# [What this task involves]
Return every line in the entries below that contains the string "ground", one line per match.
:: Records supplied
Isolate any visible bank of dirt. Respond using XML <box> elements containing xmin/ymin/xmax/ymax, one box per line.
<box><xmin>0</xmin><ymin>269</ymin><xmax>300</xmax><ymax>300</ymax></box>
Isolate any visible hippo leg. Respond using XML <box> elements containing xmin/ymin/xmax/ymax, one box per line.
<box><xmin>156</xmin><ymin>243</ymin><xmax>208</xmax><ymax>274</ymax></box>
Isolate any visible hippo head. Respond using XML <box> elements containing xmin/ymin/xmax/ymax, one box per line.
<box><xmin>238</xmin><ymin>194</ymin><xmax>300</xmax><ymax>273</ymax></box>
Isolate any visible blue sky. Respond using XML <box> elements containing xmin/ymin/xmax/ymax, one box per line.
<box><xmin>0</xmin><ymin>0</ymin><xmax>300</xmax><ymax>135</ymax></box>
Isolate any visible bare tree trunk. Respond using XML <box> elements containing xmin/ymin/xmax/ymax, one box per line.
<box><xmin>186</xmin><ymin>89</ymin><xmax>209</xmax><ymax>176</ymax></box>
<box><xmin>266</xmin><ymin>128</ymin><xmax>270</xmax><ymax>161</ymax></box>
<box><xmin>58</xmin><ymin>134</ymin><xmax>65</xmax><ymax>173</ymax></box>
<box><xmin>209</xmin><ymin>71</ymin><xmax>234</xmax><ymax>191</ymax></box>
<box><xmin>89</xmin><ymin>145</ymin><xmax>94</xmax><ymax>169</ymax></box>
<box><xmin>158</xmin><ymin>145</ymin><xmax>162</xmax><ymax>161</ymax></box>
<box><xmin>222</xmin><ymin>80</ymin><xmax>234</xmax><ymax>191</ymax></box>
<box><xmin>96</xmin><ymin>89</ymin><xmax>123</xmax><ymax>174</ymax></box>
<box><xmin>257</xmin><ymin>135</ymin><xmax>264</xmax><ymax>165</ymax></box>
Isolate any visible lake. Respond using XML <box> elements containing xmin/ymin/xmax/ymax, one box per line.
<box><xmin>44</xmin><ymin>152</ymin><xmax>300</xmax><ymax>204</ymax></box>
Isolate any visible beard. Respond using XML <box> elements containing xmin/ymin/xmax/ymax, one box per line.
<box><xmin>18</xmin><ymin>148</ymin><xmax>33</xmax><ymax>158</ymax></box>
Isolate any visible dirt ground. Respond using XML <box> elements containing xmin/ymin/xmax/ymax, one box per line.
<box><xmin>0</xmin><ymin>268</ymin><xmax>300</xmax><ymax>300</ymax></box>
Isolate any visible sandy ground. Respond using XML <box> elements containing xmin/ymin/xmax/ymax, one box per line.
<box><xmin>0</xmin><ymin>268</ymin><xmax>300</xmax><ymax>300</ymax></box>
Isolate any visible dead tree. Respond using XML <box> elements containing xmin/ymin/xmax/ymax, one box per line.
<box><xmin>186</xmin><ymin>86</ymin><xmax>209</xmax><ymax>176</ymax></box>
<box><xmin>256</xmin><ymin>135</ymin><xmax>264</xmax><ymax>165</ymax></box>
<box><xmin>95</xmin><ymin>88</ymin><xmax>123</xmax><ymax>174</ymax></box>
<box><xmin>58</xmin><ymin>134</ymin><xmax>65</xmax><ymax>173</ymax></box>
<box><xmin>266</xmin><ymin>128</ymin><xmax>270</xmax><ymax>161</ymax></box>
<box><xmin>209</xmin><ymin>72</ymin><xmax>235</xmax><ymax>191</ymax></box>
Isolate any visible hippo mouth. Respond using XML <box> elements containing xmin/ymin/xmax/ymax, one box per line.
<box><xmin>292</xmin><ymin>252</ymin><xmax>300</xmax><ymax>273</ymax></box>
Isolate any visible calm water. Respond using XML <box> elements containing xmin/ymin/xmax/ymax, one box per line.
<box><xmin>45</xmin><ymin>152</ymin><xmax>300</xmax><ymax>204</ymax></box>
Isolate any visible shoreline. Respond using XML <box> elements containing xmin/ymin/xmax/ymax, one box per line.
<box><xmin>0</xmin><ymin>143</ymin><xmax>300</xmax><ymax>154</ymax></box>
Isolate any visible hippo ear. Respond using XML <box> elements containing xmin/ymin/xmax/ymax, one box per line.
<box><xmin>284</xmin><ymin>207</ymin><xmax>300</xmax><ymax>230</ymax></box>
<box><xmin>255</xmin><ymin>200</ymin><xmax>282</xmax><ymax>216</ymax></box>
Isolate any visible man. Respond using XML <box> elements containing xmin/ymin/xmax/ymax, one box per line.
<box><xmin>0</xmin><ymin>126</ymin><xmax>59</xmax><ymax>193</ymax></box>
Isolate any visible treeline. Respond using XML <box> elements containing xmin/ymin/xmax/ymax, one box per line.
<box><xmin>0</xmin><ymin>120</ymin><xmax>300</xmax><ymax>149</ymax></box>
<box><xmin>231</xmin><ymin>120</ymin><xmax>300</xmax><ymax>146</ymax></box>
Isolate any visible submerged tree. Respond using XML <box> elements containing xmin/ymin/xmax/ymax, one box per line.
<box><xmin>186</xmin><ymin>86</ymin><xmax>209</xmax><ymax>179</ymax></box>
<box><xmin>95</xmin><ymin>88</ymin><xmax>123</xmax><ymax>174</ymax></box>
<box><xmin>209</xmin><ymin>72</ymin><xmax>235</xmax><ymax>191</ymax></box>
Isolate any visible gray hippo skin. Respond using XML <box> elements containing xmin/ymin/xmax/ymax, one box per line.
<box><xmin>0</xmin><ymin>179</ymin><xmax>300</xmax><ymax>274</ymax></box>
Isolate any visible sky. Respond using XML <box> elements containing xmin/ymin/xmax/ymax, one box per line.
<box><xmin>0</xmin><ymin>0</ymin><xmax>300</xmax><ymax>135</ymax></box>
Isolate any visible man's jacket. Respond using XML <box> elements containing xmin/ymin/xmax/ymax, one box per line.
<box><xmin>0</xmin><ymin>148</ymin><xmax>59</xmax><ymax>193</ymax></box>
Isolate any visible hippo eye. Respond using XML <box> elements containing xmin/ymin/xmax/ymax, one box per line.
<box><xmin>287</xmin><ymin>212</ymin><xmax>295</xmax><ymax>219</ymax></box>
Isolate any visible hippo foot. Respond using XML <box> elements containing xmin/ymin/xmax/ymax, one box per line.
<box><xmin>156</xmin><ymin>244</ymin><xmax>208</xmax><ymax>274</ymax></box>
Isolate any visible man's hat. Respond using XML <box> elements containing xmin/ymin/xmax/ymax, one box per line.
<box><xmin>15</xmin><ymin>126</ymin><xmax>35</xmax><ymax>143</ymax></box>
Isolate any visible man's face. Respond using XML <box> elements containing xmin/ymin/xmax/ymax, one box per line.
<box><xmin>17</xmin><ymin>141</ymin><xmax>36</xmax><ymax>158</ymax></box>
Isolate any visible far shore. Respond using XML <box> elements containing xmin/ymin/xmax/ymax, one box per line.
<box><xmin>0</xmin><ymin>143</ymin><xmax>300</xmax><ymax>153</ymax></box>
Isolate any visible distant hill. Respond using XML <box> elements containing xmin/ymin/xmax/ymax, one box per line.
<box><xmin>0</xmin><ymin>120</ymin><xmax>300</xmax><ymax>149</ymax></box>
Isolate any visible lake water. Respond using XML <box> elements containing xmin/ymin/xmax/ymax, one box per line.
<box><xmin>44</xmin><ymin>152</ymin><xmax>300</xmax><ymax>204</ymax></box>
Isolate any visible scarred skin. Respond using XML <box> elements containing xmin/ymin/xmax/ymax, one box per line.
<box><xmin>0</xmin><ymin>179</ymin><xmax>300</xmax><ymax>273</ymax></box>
::::
# [Full response]
Isolate any visible dirt ground. Respond using XML <box> elements containing xmin/ymin/xmax/ymax, one box per line.
Isolate any visible sandy ground. Respond using XML <box> elements containing xmin/ymin/xmax/ymax, one box per line.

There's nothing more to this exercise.